>> start
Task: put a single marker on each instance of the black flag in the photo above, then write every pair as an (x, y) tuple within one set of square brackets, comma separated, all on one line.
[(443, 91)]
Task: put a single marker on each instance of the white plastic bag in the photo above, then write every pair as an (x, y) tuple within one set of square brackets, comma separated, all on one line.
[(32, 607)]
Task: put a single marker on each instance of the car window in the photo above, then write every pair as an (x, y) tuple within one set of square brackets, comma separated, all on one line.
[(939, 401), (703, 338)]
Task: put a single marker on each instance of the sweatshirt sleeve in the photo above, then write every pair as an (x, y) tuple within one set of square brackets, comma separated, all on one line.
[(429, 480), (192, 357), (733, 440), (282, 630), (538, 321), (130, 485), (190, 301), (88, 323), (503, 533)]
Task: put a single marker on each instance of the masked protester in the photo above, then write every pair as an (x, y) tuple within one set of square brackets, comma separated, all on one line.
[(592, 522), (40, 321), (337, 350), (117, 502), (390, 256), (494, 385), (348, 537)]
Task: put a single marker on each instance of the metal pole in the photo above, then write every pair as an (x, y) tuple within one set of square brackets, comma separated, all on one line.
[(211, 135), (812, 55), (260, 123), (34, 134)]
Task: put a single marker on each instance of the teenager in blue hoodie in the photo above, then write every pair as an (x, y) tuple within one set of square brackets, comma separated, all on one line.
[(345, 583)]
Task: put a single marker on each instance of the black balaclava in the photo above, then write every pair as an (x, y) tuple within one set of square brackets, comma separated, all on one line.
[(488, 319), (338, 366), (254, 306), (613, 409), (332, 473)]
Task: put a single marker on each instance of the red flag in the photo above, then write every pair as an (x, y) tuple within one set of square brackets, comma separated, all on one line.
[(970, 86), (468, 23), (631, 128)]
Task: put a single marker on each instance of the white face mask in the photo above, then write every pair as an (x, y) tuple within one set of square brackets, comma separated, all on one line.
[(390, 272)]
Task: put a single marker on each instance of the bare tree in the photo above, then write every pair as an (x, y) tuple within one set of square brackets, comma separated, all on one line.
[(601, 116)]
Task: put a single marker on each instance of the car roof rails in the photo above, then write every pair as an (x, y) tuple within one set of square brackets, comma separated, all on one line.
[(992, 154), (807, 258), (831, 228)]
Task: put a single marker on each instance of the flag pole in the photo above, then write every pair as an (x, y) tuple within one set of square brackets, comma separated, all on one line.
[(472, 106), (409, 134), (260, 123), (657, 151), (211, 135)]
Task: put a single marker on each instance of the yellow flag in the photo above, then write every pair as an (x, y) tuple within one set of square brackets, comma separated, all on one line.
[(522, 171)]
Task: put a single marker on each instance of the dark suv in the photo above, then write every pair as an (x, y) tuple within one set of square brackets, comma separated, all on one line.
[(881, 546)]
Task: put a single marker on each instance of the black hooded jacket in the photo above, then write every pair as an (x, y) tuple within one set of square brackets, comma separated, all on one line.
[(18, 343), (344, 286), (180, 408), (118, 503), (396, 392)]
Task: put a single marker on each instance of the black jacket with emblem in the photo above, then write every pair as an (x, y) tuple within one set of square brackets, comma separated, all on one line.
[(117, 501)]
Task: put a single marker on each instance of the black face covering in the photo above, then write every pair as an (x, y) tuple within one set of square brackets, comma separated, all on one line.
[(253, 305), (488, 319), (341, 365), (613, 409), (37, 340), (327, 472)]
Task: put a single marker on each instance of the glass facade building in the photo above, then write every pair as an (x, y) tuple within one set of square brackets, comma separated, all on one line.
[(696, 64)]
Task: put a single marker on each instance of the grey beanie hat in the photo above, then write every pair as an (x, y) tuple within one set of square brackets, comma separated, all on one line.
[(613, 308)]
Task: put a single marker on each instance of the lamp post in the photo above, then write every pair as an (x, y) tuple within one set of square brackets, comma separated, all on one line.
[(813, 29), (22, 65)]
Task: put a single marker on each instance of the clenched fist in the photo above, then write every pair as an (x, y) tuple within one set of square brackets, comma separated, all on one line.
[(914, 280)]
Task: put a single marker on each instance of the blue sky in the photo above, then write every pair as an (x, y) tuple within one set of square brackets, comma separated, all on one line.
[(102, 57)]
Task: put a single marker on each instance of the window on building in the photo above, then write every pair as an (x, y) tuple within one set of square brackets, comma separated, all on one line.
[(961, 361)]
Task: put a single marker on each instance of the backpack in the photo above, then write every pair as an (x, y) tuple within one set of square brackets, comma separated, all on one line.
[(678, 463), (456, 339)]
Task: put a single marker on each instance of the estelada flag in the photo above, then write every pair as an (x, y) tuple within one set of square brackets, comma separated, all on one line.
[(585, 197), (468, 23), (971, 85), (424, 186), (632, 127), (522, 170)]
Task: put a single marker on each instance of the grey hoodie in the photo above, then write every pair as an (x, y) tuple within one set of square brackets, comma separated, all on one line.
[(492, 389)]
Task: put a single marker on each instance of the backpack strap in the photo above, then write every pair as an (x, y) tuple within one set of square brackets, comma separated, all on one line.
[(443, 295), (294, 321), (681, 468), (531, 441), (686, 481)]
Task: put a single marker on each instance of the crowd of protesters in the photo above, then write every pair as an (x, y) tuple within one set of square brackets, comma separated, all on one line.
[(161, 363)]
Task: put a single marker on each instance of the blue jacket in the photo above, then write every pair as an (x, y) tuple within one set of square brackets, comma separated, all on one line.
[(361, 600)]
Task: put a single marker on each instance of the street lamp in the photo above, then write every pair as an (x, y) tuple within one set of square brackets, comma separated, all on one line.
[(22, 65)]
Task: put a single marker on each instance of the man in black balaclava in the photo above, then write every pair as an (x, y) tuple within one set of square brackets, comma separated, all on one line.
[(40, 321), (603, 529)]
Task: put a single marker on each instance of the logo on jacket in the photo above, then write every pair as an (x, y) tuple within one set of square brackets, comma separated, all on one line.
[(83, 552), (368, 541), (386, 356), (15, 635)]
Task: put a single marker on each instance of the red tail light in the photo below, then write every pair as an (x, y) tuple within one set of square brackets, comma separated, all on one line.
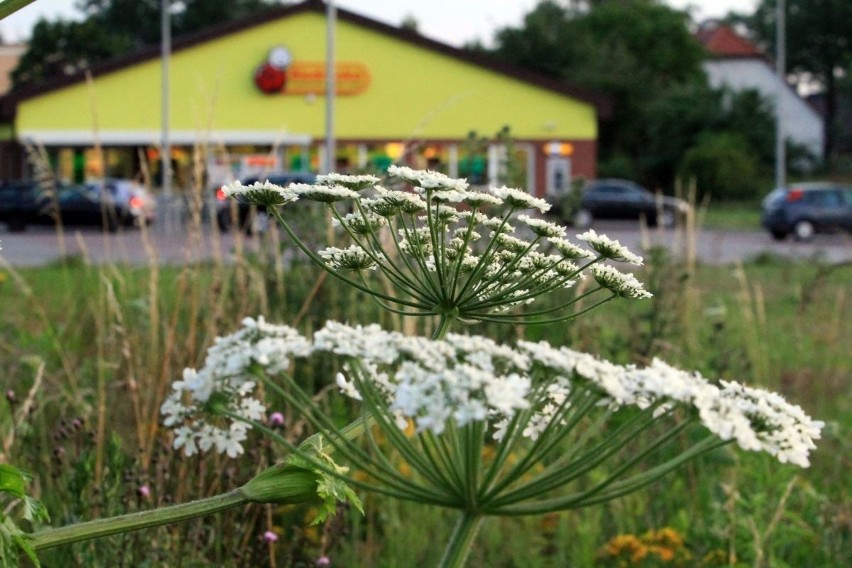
[(795, 195)]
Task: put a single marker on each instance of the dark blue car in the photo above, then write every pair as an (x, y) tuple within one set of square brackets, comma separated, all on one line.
[(804, 209)]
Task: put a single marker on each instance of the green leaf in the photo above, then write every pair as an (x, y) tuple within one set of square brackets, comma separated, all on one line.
[(12, 481)]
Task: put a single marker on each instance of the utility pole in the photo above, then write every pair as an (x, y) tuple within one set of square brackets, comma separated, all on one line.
[(330, 87), (781, 72)]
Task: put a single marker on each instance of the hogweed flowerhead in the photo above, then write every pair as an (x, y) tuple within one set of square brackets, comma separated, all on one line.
[(262, 194), (505, 429), (445, 249)]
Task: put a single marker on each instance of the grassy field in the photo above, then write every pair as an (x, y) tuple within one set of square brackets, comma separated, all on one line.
[(88, 354)]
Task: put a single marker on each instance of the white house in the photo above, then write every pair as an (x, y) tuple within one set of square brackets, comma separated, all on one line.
[(736, 63)]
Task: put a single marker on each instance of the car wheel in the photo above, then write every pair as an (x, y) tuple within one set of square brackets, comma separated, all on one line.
[(17, 225), (667, 218), (223, 220), (804, 230), (582, 219), (259, 223)]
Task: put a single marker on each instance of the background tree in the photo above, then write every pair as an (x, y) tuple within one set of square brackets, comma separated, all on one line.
[(818, 48), (634, 52), (112, 28)]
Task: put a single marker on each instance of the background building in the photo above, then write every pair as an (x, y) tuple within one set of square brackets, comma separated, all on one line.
[(249, 96), (737, 64)]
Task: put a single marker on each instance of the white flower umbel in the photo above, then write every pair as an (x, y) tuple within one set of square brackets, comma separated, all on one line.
[(353, 182), (199, 405), (425, 179), (507, 430), (262, 194), (429, 246), (609, 248), (520, 199), (485, 428)]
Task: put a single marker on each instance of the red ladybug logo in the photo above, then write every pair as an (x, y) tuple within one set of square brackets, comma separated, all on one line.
[(271, 76), (270, 79)]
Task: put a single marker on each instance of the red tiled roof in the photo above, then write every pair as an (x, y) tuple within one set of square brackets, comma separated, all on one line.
[(722, 41)]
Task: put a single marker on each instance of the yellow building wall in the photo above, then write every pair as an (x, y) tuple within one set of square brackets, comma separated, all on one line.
[(413, 92)]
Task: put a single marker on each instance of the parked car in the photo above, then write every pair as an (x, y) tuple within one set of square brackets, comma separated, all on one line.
[(25, 203), (249, 218), (622, 199), (129, 194), (803, 209)]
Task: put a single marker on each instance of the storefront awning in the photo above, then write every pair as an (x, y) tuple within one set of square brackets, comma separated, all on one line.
[(154, 138)]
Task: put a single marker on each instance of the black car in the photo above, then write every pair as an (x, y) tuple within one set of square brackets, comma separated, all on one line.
[(248, 218), (25, 203), (622, 199), (804, 209)]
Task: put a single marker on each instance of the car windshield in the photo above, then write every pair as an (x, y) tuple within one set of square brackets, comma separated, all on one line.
[(775, 197)]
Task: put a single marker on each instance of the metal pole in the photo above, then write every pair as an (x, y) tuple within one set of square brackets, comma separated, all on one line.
[(780, 71), (330, 87), (166, 147)]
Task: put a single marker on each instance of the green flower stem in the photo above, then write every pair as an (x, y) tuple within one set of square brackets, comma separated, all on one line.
[(457, 550), (443, 326), (322, 264), (50, 538)]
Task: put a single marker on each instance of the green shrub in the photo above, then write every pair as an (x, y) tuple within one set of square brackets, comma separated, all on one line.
[(723, 166)]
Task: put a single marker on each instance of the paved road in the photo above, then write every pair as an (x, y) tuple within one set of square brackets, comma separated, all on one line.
[(40, 245)]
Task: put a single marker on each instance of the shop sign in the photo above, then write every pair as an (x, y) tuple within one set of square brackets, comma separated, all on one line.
[(280, 74)]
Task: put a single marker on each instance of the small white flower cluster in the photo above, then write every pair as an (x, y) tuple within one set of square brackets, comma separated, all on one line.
[(757, 420), (624, 285), (226, 380), (520, 199), (259, 193), (352, 258)]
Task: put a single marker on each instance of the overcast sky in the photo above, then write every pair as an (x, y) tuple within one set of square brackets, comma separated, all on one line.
[(455, 22)]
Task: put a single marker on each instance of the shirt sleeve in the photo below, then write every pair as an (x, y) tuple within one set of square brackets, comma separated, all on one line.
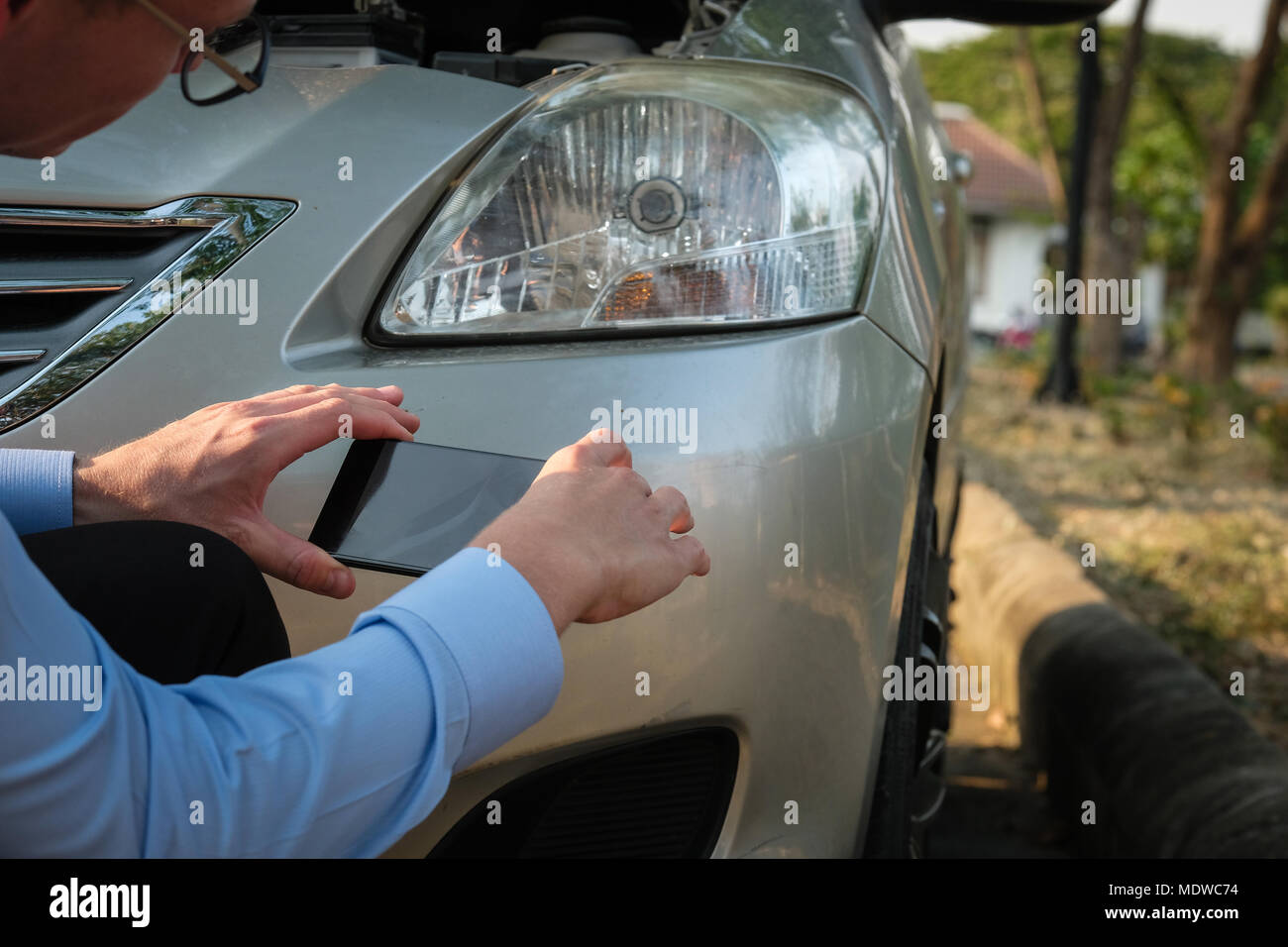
>> end
# Task description
Can you give the lines again, starting with the line with "the backpack strap" and going on through the line with "[(443, 295), (294, 321), (681, 468), (531, 441), (686, 481)]", but with "backpack strap" changed to "shoulder strap" and nothing else altered?

# The answer
Task: put a single marker on each instance of the shoulder strap in the photo above, then write every pair as an (x, y) tuple within one set of square brackets, comma separated, all on one line.
[(443, 295), (294, 321), (681, 468), (531, 441), (686, 481)]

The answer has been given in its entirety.